## PROBLEM DESCRIPTION
Write out every line of the material below as a JSON list of strings, one string per line, leaving out blank lines.

## PROVIDED INFORMATION
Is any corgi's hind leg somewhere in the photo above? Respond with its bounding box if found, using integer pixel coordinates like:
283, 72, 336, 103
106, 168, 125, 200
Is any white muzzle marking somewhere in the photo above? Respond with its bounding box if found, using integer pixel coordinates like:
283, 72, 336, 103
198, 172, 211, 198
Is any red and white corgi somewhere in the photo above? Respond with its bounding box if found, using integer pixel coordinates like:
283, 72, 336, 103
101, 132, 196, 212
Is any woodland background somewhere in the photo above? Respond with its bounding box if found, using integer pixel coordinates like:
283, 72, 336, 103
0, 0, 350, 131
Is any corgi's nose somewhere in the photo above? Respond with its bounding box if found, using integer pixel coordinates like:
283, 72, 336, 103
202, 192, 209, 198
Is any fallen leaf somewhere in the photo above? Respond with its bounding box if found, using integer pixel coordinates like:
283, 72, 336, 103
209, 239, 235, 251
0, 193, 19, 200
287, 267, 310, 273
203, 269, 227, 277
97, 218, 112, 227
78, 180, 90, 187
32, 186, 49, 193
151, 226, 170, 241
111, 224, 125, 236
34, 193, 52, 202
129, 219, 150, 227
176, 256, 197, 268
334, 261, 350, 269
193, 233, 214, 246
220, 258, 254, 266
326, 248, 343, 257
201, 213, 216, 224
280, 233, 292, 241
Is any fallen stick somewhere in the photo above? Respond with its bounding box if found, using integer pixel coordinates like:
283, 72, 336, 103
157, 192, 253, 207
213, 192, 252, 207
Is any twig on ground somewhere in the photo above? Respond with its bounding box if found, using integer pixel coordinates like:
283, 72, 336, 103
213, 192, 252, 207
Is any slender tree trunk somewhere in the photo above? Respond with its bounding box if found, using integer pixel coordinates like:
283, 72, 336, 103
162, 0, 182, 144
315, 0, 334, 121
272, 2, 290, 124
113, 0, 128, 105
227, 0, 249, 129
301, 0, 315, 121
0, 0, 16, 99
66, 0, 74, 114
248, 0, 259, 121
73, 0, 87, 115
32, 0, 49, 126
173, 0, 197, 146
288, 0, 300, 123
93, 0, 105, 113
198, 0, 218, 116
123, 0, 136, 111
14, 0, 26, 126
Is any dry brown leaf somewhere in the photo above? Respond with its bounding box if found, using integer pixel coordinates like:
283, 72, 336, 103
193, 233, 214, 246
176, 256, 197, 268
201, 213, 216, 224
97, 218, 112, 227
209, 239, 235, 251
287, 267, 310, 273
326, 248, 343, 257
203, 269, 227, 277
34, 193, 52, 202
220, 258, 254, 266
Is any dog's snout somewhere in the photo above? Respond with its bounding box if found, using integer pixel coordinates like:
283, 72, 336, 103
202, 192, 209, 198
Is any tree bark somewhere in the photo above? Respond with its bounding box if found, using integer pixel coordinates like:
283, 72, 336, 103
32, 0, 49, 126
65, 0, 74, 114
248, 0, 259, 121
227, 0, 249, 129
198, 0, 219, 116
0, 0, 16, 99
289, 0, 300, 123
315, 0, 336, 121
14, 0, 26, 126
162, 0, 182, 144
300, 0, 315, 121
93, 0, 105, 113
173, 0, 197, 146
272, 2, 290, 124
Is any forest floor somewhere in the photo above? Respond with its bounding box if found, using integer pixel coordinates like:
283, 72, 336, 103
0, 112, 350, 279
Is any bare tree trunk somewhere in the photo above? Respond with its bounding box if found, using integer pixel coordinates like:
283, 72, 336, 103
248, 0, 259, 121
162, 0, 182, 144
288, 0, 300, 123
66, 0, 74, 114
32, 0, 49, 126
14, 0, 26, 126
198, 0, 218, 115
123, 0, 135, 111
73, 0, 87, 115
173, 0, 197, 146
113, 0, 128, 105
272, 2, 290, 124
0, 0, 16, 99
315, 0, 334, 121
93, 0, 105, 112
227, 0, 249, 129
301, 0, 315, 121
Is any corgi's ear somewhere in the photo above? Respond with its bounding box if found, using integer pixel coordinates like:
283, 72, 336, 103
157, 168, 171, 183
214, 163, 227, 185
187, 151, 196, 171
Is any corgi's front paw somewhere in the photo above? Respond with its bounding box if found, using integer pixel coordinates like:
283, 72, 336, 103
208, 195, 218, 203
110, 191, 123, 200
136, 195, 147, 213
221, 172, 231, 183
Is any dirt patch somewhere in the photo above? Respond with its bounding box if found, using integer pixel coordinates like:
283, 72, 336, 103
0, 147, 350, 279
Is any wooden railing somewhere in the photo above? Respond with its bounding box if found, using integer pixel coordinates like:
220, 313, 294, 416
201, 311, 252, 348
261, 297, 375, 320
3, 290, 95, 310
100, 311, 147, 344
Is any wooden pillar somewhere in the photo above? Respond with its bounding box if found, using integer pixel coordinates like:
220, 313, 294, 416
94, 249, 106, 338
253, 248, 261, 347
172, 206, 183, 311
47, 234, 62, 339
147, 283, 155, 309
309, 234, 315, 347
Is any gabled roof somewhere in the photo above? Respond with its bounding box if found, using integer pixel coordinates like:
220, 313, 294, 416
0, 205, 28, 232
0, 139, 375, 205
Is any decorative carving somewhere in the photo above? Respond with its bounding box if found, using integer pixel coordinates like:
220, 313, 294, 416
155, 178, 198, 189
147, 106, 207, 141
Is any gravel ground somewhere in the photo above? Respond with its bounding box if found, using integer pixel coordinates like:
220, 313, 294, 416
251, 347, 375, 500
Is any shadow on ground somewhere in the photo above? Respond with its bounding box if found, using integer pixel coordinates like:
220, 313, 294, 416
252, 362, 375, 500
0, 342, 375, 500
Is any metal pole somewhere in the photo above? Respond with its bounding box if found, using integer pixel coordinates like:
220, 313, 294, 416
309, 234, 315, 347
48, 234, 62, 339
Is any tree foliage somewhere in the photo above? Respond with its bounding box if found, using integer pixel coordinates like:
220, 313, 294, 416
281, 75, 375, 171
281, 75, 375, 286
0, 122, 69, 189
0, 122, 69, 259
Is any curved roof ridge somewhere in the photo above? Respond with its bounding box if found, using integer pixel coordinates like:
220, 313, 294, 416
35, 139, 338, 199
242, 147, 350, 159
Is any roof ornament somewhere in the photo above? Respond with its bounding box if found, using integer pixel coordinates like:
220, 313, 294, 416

## SOLUTION BELOW
[
  "Is any corgi's hind leg somewhere in the photo above? Respond with its bounding box if found, using integer pixel coordinates like:",
  "283, 72, 336, 103",
  "106, 168, 125, 200",
  "Is any white muzzle marking somewhere in the photo above? Respond with its bounding box if found, using integer pixel coordinates like:",
  "283, 72, 336, 103",
  "198, 172, 211, 198",
  "Is any red and white corgi somewhere in the photo above? Respond with its bounding box if found, using integer pixel coordinates like:",
  "283, 72, 336, 103",
  "101, 132, 196, 212",
  "Is any woodland background somewhere in the photo above? Respond with its bounding box if found, using integer pixel coordinates like:",
  "283, 72, 336, 103",
  "0, 0, 350, 131",
  "Is any corgi's nose somewhere in the photo above? Respond with its bounding box if found, using integer pixel coordinates like:",
  "283, 72, 336, 103",
  "202, 192, 209, 198",
  "Is any fallen leaf somewhere in the photo above? Respond with its bounding box if found, using integer pixel coordinates like:",
  "283, 72, 336, 103",
  "209, 239, 235, 251",
  "0, 193, 19, 200",
  "287, 267, 310, 273",
  "203, 269, 227, 277",
  "97, 218, 112, 227",
  "78, 180, 90, 187",
  "32, 186, 49, 193",
  "151, 226, 170, 241",
  "111, 224, 125, 236",
  "34, 193, 52, 202",
  "129, 219, 150, 227",
  "176, 256, 197, 268",
  "334, 261, 350, 269",
  "193, 233, 214, 246",
  "220, 258, 254, 266",
  "326, 248, 343, 257",
  "201, 213, 216, 224",
  "280, 233, 292, 241",
  "Is any fallen stick somewhere in the photo above? Respond with its bounding box if found, using integer pixel coordinates like:",
  "283, 72, 336, 103",
  "157, 192, 253, 207",
  "213, 192, 252, 207",
  "Is any twig on ground somewhere in the photo above? Respond with its bounding box if found, using integer pixel coordinates like:",
  "283, 72, 336, 103",
  "213, 192, 252, 207",
  "Is any slender tree trunk somewhere in the photo above? Respond with its bounding box if found, using integer pixel coordinates like:",
  "283, 72, 336, 103",
  "162, 0, 182, 144",
  "315, 0, 334, 121",
  "272, 2, 290, 124",
  "113, 0, 128, 105",
  "227, 0, 249, 129",
  "301, 0, 315, 121",
  "0, 0, 16, 99",
  "66, 0, 74, 114",
  "248, 0, 259, 121",
  "73, 0, 87, 115",
  "32, 0, 49, 126",
  "173, 0, 197, 146",
  "288, 0, 300, 123",
  "93, 0, 105, 113",
  "198, 0, 218, 116",
  "123, 0, 136, 111",
  "14, 0, 26, 126",
  "Is any dry brown leaf somewhere in the photo above? Respond with its bounding box if found, using integer pixel coordinates like:",
  "283, 72, 336, 103",
  "193, 233, 214, 246",
  "176, 256, 197, 268",
  "201, 213, 216, 224",
  "97, 218, 112, 227",
  "209, 239, 235, 251",
  "287, 267, 310, 273",
  "326, 248, 343, 257",
  "203, 269, 227, 277",
  "34, 193, 52, 202",
  "220, 258, 254, 266",
  "Is any dog's snout somewhere in the photo above? Respond with its bounding box if found, using integer pixel coordinates like:",
  "283, 72, 336, 103",
  "202, 192, 209, 198",
  "Is any tree bark somewhere in the photo above? Respond with its bounding box if found, using integer pixel coordinates like:",
  "283, 72, 336, 103",
  "32, 0, 49, 126",
  "65, 0, 74, 114",
  "248, 0, 259, 121",
  "227, 0, 249, 129",
  "198, 0, 219, 116",
  "0, 0, 16, 99",
  "289, 0, 300, 123",
  "315, 0, 336, 121",
  "14, 0, 26, 126",
  "162, 0, 182, 144",
  "300, 0, 315, 121",
  "93, 0, 105, 113",
  "173, 0, 197, 146",
  "272, 2, 290, 124",
  "Is any forest floor somewhere in the photo above? Respond with its bounding box if found, using integer pixel coordinates like:",
  "283, 72, 336, 103",
  "0, 112, 350, 279",
  "Is any bare tree trunk somewhere in the photo above? Respond with its bounding box if found, using integer pixel coordinates like:",
  "283, 72, 336, 103",
  "248, 0, 259, 121",
  "162, 0, 182, 144",
  "288, 0, 300, 123",
  "66, 0, 74, 114",
  "32, 0, 49, 126",
  "14, 0, 26, 126",
  "198, 0, 218, 115",
  "123, 0, 135, 111",
  "73, 0, 87, 115",
  "173, 0, 197, 146",
  "113, 0, 128, 105",
  "272, 2, 290, 124",
  "0, 0, 16, 99",
  "315, 0, 334, 121",
  "93, 0, 105, 112",
  "227, 0, 249, 129",
  "301, 0, 315, 121",
  "Is any corgi's ear somewhere in the photo above? Respond with its bounding box if found, using integer pixel coordinates like:",
  "283, 72, 336, 103",
  "157, 168, 171, 183",
  "214, 163, 227, 185",
  "187, 151, 196, 171",
  "Is any corgi's front paw somewhere in the photo above? Respond with its bounding box if found, using integer pixel coordinates like:",
  "283, 72, 336, 103",
  "208, 195, 218, 203",
  "110, 191, 123, 200",
  "136, 195, 147, 213",
  "221, 172, 231, 183",
  "Is any dirt patch somewhere in the photo above? Respond with its bounding box if found, using integer pixel coordinates like:",
  "283, 72, 336, 103",
  "0, 147, 350, 279",
  "Is any wooden railing somewhere in the photo above? Respond with its bounding box if found, using integer pixel coordinates like:",
  "220, 313, 294, 416",
  "201, 311, 252, 348",
  "261, 297, 375, 320",
  "3, 290, 95, 310",
  "100, 311, 147, 344",
  "Is any wooden pillar somewhere in the photo above? Respond with its bounding box if found, using integer pixel coordinates like:",
  "220, 313, 294, 416",
  "94, 249, 106, 338",
  "253, 248, 261, 347",
  "172, 206, 183, 311",
  "47, 234, 62, 339",
  "147, 283, 155, 309",
  "309, 234, 315, 347",
  "Is any gabled roof somewhere in the photo above? Respond with its bounding box if found, using integer pixel coordinates like:",
  "220, 313, 294, 416",
  "0, 205, 28, 232",
  "0, 139, 375, 205",
  "Is any decorative carving somewhere in the photo above? Respond with its bounding box if found, using integer pixel coordinates like:",
  "220, 313, 294, 416",
  "155, 178, 198, 189",
  "147, 106, 207, 141",
  "Is any gravel ground somewhere in the photo above? Respond with its bounding box if found, using integer pixel coordinates like:",
  "220, 313, 294, 416",
  "251, 347, 375, 500",
  "Is any shadow on ground somewhere in the photo above? Respond with its bounding box if found, using integer pixel coordinates like:",
  "220, 313, 294, 416",
  "252, 362, 375, 500",
  "0, 342, 375, 500",
  "Is any metal pole somewhere in the photo above? Respond with its bounding box if found, using integer pixel coordinates like:",
  "220, 313, 294, 416",
  "309, 234, 315, 347",
  "48, 234, 62, 339",
  "Is any tree foliage somewhere in the photo above? Respond with its bounding box if found, using integer pixel coordinates like:",
  "220, 313, 294, 416",
  "281, 75, 375, 171",
  "281, 75, 375, 286",
  "0, 122, 69, 189",
  "0, 122, 69, 259",
  "Is any curved roof ridge somewhere in the photo above? Respond with its bounding box if found, using integer pixel coordinates like:",
  "220, 313, 294, 416",
  "35, 139, 338, 199",
  "242, 147, 350, 159",
  "Is any roof ornament somewhere in the photo above? Respond with its bounding box if found, using integer pixel coordinates like:",
  "220, 313, 294, 416"
]